'''
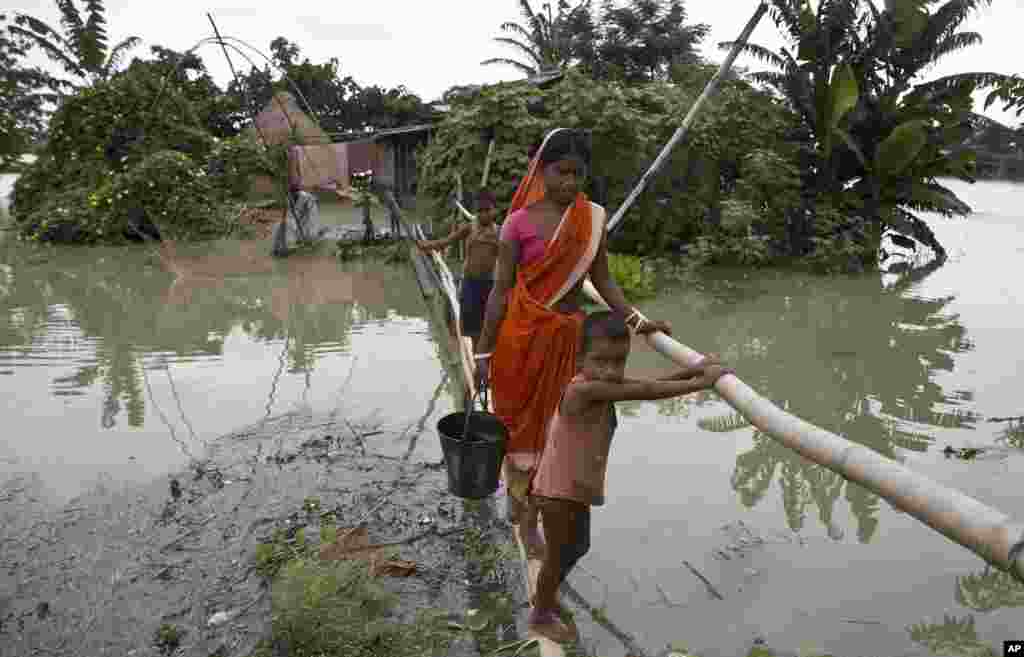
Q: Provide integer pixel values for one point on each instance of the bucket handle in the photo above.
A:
(469, 408)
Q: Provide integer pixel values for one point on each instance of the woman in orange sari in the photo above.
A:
(552, 239)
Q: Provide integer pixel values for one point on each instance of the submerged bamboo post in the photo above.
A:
(486, 164)
(987, 532)
(681, 131)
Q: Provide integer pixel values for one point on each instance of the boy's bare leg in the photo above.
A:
(562, 551)
(522, 513)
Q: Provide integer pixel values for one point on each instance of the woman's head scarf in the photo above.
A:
(560, 143)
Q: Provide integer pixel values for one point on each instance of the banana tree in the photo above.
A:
(879, 140)
(82, 47)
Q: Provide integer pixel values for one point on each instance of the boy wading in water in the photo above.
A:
(570, 475)
(478, 271)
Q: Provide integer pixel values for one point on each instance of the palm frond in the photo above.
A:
(723, 424)
(760, 52)
(93, 46)
(529, 71)
(771, 78)
(117, 54)
(978, 80)
(71, 19)
(56, 51)
(517, 29)
(786, 14)
(532, 18)
(529, 51)
(954, 42)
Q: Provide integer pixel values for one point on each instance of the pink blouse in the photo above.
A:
(574, 460)
(519, 228)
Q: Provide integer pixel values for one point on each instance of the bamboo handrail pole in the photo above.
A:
(486, 165)
(987, 532)
(465, 350)
(465, 213)
(710, 89)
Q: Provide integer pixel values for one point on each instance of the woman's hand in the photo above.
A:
(712, 374)
(710, 359)
(482, 374)
(653, 325)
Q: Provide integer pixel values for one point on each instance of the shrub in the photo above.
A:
(635, 278)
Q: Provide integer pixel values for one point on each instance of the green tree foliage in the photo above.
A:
(338, 103)
(630, 124)
(641, 41)
(544, 41)
(220, 114)
(175, 173)
(877, 140)
(81, 46)
(25, 93)
(644, 39)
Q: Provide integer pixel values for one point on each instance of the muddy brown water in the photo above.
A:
(114, 376)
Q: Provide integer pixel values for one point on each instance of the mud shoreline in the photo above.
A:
(101, 574)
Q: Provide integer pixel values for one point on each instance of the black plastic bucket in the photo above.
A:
(473, 452)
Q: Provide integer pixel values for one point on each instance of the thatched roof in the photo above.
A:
(282, 121)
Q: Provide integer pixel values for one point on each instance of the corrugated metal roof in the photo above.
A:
(404, 130)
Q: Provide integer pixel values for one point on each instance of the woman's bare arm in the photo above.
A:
(595, 391)
(603, 281)
(459, 233)
(508, 256)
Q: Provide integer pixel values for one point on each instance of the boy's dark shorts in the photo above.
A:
(473, 296)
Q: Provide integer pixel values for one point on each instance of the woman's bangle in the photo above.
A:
(640, 320)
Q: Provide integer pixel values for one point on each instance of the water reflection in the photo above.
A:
(878, 350)
(952, 637)
(111, 312)
(989, 589)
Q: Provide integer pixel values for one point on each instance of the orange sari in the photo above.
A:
(536, 352)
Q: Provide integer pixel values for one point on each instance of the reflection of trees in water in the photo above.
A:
(878, 351)
(952, 637)
(989, 589)
(130, 308)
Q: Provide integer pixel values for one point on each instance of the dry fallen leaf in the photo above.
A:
(354, 543)
(393, 568)
(350, 543)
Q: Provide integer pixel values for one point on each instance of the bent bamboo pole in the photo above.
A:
(465, 345)
(987, 532)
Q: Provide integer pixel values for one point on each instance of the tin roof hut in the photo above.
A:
(314, 164)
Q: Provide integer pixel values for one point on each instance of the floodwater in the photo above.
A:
(113, 370)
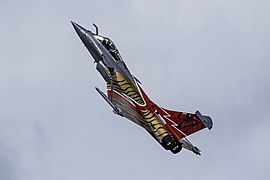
'''
* _THE REQUEST_
Pull out, word for word, the lines from the one containing "floodwater in the photo above." through the end of the material, both ends included. Leave the pictures out of your answer.

* _COMPLETE RESPONSE_
Q: Provide integer pixel values for one point on each instance of the floodwater in the photo above.
A:
(113, 370)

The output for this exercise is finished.